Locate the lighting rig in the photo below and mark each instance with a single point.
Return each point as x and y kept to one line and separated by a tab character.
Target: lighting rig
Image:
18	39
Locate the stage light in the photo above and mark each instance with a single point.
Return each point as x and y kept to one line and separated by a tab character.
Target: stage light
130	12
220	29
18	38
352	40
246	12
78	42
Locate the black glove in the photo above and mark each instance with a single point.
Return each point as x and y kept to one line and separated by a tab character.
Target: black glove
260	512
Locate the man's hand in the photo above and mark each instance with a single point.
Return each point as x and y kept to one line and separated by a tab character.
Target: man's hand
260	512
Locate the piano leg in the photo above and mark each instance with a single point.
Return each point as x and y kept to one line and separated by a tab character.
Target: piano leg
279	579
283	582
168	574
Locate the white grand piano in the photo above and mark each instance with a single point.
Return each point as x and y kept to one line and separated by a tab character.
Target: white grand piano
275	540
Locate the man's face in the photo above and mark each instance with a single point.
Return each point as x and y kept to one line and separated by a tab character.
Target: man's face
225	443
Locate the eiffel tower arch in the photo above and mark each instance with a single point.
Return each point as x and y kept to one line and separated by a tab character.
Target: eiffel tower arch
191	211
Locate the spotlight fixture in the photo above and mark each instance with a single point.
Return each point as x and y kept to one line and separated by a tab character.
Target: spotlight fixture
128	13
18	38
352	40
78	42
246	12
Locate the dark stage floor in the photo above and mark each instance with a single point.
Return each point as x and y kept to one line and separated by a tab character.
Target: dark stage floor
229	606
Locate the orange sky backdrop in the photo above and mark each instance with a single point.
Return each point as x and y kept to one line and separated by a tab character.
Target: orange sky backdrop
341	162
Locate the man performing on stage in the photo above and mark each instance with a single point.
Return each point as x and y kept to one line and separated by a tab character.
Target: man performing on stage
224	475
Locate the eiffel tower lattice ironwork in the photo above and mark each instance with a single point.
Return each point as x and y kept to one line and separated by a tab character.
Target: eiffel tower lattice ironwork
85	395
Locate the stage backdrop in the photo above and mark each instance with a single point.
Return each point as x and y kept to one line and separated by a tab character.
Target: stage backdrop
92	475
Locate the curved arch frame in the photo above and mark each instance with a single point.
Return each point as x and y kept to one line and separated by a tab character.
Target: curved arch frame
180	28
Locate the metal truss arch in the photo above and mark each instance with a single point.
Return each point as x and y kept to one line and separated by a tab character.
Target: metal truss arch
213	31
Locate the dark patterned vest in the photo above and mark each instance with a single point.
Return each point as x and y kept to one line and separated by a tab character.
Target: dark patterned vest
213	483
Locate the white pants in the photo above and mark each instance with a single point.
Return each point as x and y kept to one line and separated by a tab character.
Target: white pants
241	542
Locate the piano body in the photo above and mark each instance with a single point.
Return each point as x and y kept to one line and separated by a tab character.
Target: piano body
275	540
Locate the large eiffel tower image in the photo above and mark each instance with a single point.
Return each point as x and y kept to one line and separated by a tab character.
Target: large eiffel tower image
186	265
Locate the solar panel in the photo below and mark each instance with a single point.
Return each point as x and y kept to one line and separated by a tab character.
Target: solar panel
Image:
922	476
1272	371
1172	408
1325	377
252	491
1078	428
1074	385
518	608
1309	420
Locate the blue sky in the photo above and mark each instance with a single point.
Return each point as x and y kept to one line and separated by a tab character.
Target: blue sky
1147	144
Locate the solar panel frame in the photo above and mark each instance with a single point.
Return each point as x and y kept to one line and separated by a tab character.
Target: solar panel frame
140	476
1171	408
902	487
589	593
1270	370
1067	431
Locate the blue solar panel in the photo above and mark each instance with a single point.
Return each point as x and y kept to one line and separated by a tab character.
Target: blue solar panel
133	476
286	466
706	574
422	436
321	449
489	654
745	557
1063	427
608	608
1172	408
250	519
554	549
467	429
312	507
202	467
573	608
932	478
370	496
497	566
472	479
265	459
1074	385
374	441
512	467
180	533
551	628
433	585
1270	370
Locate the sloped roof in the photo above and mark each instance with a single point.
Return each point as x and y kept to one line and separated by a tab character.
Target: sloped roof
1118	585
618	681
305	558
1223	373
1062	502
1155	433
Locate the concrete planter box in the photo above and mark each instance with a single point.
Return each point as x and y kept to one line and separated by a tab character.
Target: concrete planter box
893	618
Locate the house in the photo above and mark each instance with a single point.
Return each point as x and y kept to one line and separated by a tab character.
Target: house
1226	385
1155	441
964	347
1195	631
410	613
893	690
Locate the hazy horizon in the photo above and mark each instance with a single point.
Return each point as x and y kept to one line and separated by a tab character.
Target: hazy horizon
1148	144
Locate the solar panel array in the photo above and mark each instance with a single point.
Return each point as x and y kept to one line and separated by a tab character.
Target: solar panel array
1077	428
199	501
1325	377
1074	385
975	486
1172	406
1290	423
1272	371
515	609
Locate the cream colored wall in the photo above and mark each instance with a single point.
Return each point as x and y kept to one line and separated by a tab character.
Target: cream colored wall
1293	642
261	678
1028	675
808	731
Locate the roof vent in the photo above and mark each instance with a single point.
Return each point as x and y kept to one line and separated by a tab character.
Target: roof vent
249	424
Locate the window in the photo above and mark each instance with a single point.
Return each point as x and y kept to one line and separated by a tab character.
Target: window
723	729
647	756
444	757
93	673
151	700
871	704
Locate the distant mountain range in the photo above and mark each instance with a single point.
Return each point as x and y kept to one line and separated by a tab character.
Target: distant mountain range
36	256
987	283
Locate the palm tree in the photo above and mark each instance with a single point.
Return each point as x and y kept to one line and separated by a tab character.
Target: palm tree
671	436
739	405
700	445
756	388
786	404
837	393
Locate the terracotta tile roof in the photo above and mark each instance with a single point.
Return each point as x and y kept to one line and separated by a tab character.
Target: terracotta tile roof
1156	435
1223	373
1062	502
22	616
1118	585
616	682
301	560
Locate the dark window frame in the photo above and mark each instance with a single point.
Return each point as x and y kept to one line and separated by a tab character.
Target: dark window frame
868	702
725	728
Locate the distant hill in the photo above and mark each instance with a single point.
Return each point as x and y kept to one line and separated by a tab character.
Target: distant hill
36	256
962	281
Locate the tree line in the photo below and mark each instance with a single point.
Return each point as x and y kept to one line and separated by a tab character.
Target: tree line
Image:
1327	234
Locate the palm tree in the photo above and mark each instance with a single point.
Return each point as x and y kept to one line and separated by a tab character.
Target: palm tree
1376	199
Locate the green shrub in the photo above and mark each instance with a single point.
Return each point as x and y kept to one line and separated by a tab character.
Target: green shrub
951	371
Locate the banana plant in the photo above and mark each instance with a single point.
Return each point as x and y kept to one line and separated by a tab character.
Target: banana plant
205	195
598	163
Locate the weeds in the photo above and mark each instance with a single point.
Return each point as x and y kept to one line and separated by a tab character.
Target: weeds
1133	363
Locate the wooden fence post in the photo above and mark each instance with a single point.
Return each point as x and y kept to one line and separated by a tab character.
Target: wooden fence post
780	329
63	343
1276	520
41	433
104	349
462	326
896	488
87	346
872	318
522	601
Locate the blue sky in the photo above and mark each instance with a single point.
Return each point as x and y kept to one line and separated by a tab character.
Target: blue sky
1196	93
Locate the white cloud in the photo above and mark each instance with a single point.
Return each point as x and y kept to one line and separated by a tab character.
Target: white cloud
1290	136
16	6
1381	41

*Task to carry out:* Each line of the listing above should be output exactly.

*Finished exercise:*
Locate the lighting rig in the photo below and mark each instance with a single point.
Return each point as x and y kept to one line and separated by a tab character.
Target: lighting rig
Image:
18	39
Locate the stage light in the photo above and mark each instance with a single point.
Return each point as x and y kept to one line and separated by a tab character.
Target: stage light
130	12
220	29
18	38
352	40
246	12
78	42
Locate the black glove in the photo above and mark each instance with a single point.
Return each point as x and y kept to one line and separated by a tab character.
Target: black glove
260	512
Locate the man's hand in the photo above and mark each instance with a single point.
Return each point as x and y kept to one line and separated by a tab character.
Target: man's hand
260	512
Locate the piano leg in the photo above and mark each instance with a single point.
Return each point as x and y kept to one line and separated by a tab character.
Target: piano leg
279	579
283	582
168	574
Locate the white grand piano in the photo above and mark each instance with a single point.
Return each point as x and y kept to one line and separated by a tab character.
Target: white grand piano
275	540
Locate the man's face in the photo above and mark each instance with a single point.
Return each point as x and y kept to one line and separated by a tab character.
Target: man's face
225	443
Locate the eiffel tower arch in the photo above and mark each instance with a single point.
Return each point as x and y kept to one line and separated by a tab character.
Target: eiffel tower arch
191	211
Locate the spotlight fixture in the photo above and mark each instance with a single point.
Return each point as x and y kept to one line and separated by a tab character.
Target: spotlight fixture
128	13
18	38
352	40
78	42
246	12
Locate the dark stage floor in the photo above and mark each instance with a single point.
Return each point as x and y kept to one line and separated by a tab character.
Target: dark stage floor
229	606
Locate the orange sky backdrop in the photo above and mark each instance with a single point.
Return each point as x and y kept to one line and separated by a tab character.
Target: orange sky backdrop
341	162
Locate the man performing on stage in the photo above and mark each instance with a single point.
Return each point as x and y kept to one line and separated by a tab character.
Target: man performing on stage
224	475
Locate the eiffel tower lattice ironwork in the photo above and mark each instance with a single point.
Return each point as x and y kept to one line and separated by a tab character.
Target: eiffel tower lattice ironwork
85	395
Locate the stage backdrop in the photo above and mark each instance with a single point.
Return each point as x and y kept to one line and separated by a tab character.
Target: stage backdrop
92	475
Locate the curved arch frame in the photo above and mark each instance with a single point.
Return each point as x and y kept to one line and separated by a tab character.
Target: curved arch frame
180	28
Locate the metal truss arch in the photo above and mark each instance with a single point.
Return each point as x and y kept to one line and separated by a tab character.
Target: metal truss arch
213	31
Locate the dark patterned vest in the photo above and mark each instance with a single point.
Return each point as x and y kept to one line and separated by a tab character.
Target: dark patterned vest
213	483
Locate the white pants in the photo above and mark each instance with a single point.
Return each point as x and y kept to one line and separated by a tab character.
Target: white pants
241	542
Locate the piano body in the photo above and mark each instance with a single point.
Return each point as x and y kept to one line and separated by a tab character.
Target: piano body
275	540
Locate the large eiffel tower image in the photo above and mark each instance with a single point.
Return each point as x and y kept to one line and separated by a tab character.
Target: large eiffel tower image
186	265
Locate the solar panel in the photo below and mark each instance with a single point.
Return each point as x and y kept to one line and separated by a tab character.
Target: solar panel
Image:
922	476
1272	371
1172	408
1325	377
252	491
1078	428
1074	385
518	608
1309	420
Locate the blue sky in the photo above and mark each instance with a single point.
Return each point as x and y kept to one line and separated by a tab character.
Target: blue sky
1147	144
Locate the solar panel frame in the photo above and mark each instance with a single point.
Return each point as x and y kept to one line and separated by a tab character.
Target: solar panel frame
140	476
1171	408
902	487
589	593
1270	370
1067	431
Locate the blue solar panel in the photo above and mark each instance with a single point.
Return each point as x and y kept to one line and separated by a tab character.
Target: blue solar panel
133	476
286	466
706	574
422	436
321	449
489	654
745	557
1063	427
608	608
1172	408
250	519
554	549
467	429
312	507
202	467
573	608
932	478
370	496
497	566
472	479
265	459
1074	385
374	441
512	467
180	533
551	628
433	585
1270	370
Locate the sloped roof in the photo above and mark each instance with a single point.
Return each point as x and y kept to one line and separated by a tab character.
Target: sloped roof
1118	585
618	681
305	558
1223	373
1062	502
1155	433
Locate the concrete planter box in the photo above and mark each instance with a single point.
Return each point as x and y kept to one line and separated by a tab character.
Target: concrete planter box
893	618
Locate the house in the photo above and mark each instance with a single point.
Return each point as x and y kept to one line and separated by a tab character.
Target: house
1226	385
1155	441
964	347
1195	631
410	613
893	690
Locate the hazy horizon in the photo above and mark each instance with a single point.
Return each point as x and y kept to one line and separated by a tab character.
Target: hazy horizon
1148	144
Locate the solar panel array in the photo above and mark each instance with a single point.
Return each point as x and y kept to one line and separated by a tab character.
Target: solar panel array
1077	428
199	501
1325	377
1074	385
975	486
1172	406
1290	423
1272	371
515	609
Locate the cream colored wall in the photo above and mark each instance with a single point.
Return each point as x and y kept to one line and separated by a tab character.
Target: cream colored wall
1293	642
261	678
1028	675
808	731
Locate the roof vent in the photo above and mark each instance with a single point.
Return each point as x and y kept to one line and separated by a tab character.
Target: roof vent
249	424
Locate the window in the photo above and mark each instance with a single point.
Return each point as x and y kept to one line and separated by a tab character.
Target: window
723	729
647	756
444	757
93	673
151	700
871	704
Locate the distant mountain range in the photo above and mark each instance with a single point.
Return each point as x and y kept to one line and separated by a tab character.
Target: distant mountain range
36	256
987	283
Locate the palm tree in the photo above and mark each instance with a single point.
Return each point as x and y kept to one line and separated by a tab character.
Target: palm tree
671	436
739	405
700	445
756	388
786	404
837	393
Locate the terracotta tile roof in the photo above and mark each instance with a single point.
Return each point as x and y kept to one line and separated by a tab character.
Target: terracotta tile roof
1156	435
1223	373
1062	502
22	616
1118	585
616	682
301	560
Locate the dark window frame in the photo above and mark each instance with a single point.
Return each point as x and y kept to one line and separated by a tab character.
Target: dark window frame
868	702
725	728
Locate the distant hill in the photo above and mark each instance with a single point.
Return each point as x and y kept to one line and separated by a tab character.
Target: distant hill
36	256
962	281
Locate the tree line in the photo below and mark each instance with a single point.
Return each point as x and y kept to one line and separated by a tab character.
Target: tree line
Image:
1327	234
Locate the palm tree in the photo above and mark each instance with a single point.
Return each point as x and y kept to one line and separated by a tab character.
Target: palm tree
1376	199
Locate the green shrub in the photo above and mark each instance with a single point.
Return each point as x and y kept to one line and separated by a tab character.
Target: green shrub
951	371
Locate the banana plant in the photo above and mark each instance with a single point.
Return each point as x and y kept to one line and separated by a tab character.
Target: banana plant
205	195
598	163
Locate the weeds in the photo above and mark each instance with a single point.
Return each point as x and y kept to one line and separated by a tab character.
Target: weeds
1133	363
Locate the wooden fence post in the photo above and mark each instance with a single point.
Return each point as x and y kept to one line and separated by a tab character.
Target: wooden fence post
780	329
63	343
1276	520
41	433
104	349
462	326
896	488
87	346
872	318
522	601
Locate the blue sky in the photo above and mark each instance with a single point.
Return each point as x and y kept to one line and separated by a tab character.
Target: blue sky
1196	93
Locate the white cloud in the photo above and mark each instance with a single point.
Return each point as x and y kept to one line and separated by a tab character.
Target: white cloud
1290	136
16	6
1381	41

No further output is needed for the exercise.